Point annotation records:
# # # # # # #

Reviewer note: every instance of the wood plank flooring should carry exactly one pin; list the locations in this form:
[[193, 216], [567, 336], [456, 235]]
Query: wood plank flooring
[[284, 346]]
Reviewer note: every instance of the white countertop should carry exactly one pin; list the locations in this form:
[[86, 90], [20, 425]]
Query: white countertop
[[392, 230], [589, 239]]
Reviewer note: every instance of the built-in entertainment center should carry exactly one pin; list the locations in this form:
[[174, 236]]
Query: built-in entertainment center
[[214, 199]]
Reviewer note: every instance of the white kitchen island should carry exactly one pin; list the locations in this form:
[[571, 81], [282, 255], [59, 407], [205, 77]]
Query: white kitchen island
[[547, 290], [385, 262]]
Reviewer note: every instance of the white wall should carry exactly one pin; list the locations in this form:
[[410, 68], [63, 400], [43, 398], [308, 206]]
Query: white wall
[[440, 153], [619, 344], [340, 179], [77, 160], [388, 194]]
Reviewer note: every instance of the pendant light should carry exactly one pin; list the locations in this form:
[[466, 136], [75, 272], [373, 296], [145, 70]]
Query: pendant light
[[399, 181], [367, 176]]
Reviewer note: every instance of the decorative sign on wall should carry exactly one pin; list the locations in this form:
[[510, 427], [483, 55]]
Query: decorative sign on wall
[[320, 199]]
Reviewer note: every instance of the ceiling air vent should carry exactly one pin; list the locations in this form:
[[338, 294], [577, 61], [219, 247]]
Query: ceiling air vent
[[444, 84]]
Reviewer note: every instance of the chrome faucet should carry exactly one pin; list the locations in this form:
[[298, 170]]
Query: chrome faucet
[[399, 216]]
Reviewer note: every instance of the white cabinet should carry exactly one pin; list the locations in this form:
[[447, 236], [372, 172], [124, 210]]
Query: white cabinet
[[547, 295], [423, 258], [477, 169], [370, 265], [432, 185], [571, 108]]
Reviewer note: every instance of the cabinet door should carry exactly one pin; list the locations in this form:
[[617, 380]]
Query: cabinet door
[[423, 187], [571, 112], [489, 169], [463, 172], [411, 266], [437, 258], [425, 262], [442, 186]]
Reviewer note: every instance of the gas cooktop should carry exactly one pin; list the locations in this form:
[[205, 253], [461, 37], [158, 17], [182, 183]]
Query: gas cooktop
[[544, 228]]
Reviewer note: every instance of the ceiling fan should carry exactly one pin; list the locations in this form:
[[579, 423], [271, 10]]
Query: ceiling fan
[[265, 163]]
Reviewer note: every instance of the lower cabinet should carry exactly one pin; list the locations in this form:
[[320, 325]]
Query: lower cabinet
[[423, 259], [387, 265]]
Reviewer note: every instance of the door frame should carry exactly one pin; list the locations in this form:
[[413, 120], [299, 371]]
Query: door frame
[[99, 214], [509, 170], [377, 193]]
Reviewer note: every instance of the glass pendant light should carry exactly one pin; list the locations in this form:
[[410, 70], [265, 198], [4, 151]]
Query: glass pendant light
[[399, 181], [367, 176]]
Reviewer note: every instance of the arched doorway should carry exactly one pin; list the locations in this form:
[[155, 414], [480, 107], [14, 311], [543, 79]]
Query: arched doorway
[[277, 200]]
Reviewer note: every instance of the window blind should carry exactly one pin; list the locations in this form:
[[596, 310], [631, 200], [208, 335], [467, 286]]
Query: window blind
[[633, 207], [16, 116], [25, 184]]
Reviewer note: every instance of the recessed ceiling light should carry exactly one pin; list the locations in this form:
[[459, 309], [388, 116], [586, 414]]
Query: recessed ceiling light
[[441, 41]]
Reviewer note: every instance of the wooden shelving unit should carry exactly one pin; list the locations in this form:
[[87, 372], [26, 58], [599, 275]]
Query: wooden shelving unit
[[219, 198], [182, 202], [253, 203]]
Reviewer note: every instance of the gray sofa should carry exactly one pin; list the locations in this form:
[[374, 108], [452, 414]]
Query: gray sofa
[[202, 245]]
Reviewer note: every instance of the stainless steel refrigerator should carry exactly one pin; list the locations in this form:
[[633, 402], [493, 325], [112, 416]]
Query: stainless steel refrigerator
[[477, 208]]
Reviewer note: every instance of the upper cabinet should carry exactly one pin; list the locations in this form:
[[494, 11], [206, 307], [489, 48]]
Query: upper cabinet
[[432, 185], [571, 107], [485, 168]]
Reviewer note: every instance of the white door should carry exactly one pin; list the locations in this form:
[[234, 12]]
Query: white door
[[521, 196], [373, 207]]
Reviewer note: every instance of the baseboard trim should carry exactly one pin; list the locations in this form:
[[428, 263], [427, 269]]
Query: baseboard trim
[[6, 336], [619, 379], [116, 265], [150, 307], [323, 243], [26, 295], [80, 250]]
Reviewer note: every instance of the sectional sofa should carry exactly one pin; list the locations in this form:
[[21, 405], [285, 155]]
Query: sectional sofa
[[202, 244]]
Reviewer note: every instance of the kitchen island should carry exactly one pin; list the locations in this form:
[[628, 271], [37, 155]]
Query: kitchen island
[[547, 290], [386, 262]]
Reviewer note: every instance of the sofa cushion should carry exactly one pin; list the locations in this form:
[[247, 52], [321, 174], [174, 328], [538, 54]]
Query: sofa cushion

# # # # # # #

**WHAT YOU HAVE TO DO:**
Turn every line of the material above into a numbered list, omitting any blank lines.

**THE OUTPUT:**
1. Reviewer note: every instance of the wood plank flooring should carry exactly one pin; list the locations in this form:
2. [[193, 216], [567, 336], [456, 235]]
3. Query: wood plank flooring
4. [[284, 346]]
5. Reviewer note: every instance of the white countertop should carry exactly one pin; list the locations in this form:
6. [[86, 90], [20, 425]]
7. Query: white countertop
8. [[392, 230], [589, 239]]
9. Reviewer note: every instance of the built-in entertainment center should carry exactly one pin; list the locations in this form:
10. [[174, 236]]
11. Query: built-in entertainment center
12. [[214, 199]]
13. Reviewer note: every instance of the white kitchen island should carry exactly one pin; list the locations in this form:
14. [[571, 81], [282, 255], [59, 407], [205, 77]]
15. Query: white kitchen island
16. [[547, 290], [385, 262]]
17. Reviewer note: every instance of the white wall should carry exactly one pin; list the locations in this form:
18. [[410, 68], [63, 400], [43, 398], [308, 206]]
19. Query: white wall
20. [[440, 153], [619, 344], [340, 179], [77, 160], [388, 194]]
21. Reviewer note: every instance of the pendant light should carry exactly one pin; list the locations in this form:
22. [[466, 136], [75, 272], [373, 296], [145, 70]]
23. Query: pendant light
24. [[399, 181], [367, 176]]
25. Reviewer note: every instance of the decorative sign on wall should carry exactly one pin; list the locations in this form:
26. [[510, 427], [483, 55]]
27. Query: decorative sign on wall
28. [[320, 199]]
29. Reviewer note: every instance of the ceiling air vent should carry exactly one pin; list the locations in this form:
30. [[338, 294], [577, 61], [219, 247]]
31. Query: ceiling air vent
32. [[444, 84]]
33. Reviewer note: every instance of the chrome faucet should carry exactly one pin; list the locations in this form:
34. [[298, 170]]
35. Query: chrome faucet
36. [[399, 216]]
37. Reviewer note: every instance of the white cabinet should carry exactly one pin; list the locations in this form:
38. [[447, 236], [372, 172], [124, 210]]
39. Query: white cabinet
40. [[547, 295], [423, 258], [477, 169], [370, 265], [432, 185], [571, 108]]
41. Reviewer note: every instance of the cabinet door should carry exactly one pin; list the locations in this form:
42. [[617, 380]]
43. Query: cabinet door
44. [[423, 187], [571, 112], [489, 169], [463, 172], [411, 266], [437, 258], [425, 262], [442, 186]]
45. Reviewer note: every instance of the gas cooktop should carry exactly one pin; list the locations in this form:
46. [[205, 253], [461, 37], [158, 17], [182, 183]]
47. Query: gas cooktop
48. [[544, 228]]
49. Reviewer note: every instance of the ceiling fan should carry exactly one pin; list the locations in this form:
50. [[579, 423], [271, 10]]
51. Query: ceiling fan
52. [[265, 163]]
53. Reviewer note: every instance of the lower cabinet should carry exactly one pin; list the locations in this form:
54. [[320, 325]]
55. Query: lower cabinet
56. [[423, 259], [387, 265]]
57. Reviewer note: every instance of the door frame should carry exactly one pin; list the locations in this form:
58. [[413, 120], [299, 371]]
59. Query: door frame
60. [[99, 214], [509, 170], [377, 193]]
61. Reviewer note: every instance of the glass pendant light should carry exactly one pin; list the locations in this form:
62. [[410, 70], [265, 198], [4, 151]]
63. Query: glass pendant light
64. [[399, 181], [367, 176]]
65. Reviewer note: every instance of the arched doorway should carry exactly one pin; list the locations in this form:
66. [[155, 414], [480, 107], [14, 311], [543, 79]]
67. Query: arched doorway
68. [[277, 200]]
69. Reviewer note: every instance of the window blind should carry exactly one pin; list the locations in this form:
70. [[596, 310], [631, 200], [208, 335], [467, 286]]
71. Query: window blind
72. [[633, 207], [16, 116], [25, 184]]
73. Reviewer note: every instance of the recessed ceiling light should carry exactly one pin; list the locations in this form:
74. [[459, 309], [388, 116], [586, 414]]
75. Query: recessed ceiling light
76. [[441, 41]]
77. Reviewer note: every instance of the wooden shelving unit should carry exactly one pin; list the locations in this form:
78. [[87, 372], [26, 58], [599, 275]]
79. Query: wooden shelving unit
80. [[219, 198], [182, 202], [253, 203]]
81. Reviewer note: every instance of the gray sofa should carry exactly one pin; list the locations in this form:
82. [[374, 108], [452, 414]]
83. Query: gray sofa
84. [[202, 245]]
85. Reviewer note: every instance of the stainless steel refrigerator should carry exactly one pin; list the locations in this form:
86. [[633, 402], [493, 325], [112, 416]]
87. Query: stainless steel refrigerator
88. [[477, 208]]
89. Reviewer note: every instance of the upper cabinet should carry exactly one pin; list the locations in this form:
90. [[494, 11], [206, 307], [489, 48]]
91. Query: upper cabinet
92. [[432, 185], [571, 107], [485, 168]]
93. Reviewer note: every instance of the white door should carry exactly one pin; list the locations in this form:
94. [[234, 12]]
95. Query: white door
96. [[521, 196], [373, 207]]
97. Reviewer note: every instance of the baseboard trim should carry exactly one pin; list the locations in this form:
98. [[428, 263], [427, 269]]
99. Query: baseboard trim
100. [[6, 336], [619, 379], [116, 265], [150, 307], [323, 243], [26, 295], [80, 250]]
101. Reviewer note: every instance of the sectional sofa should carry exactly one pin; list the locations in this form:
102. [[21, 405], [285, 155]]
103. Query: sectional sofa
104. [[202, 244]]
105. Reviewer note: every instance of the kitchen island should carry exactly one pin; list the locations in this form:
106. [[628, 271], [37, 155]]
107. Query: kitchen island
108. [[547, 290], [386, 262]]
109. Reviewer note: every instance of the sofa cushion should carry exactly one pin; list the locations in this form:
110. [[247, 52], [321, 174], [174, 328], [538, 54]]
111. Query: sofa cushion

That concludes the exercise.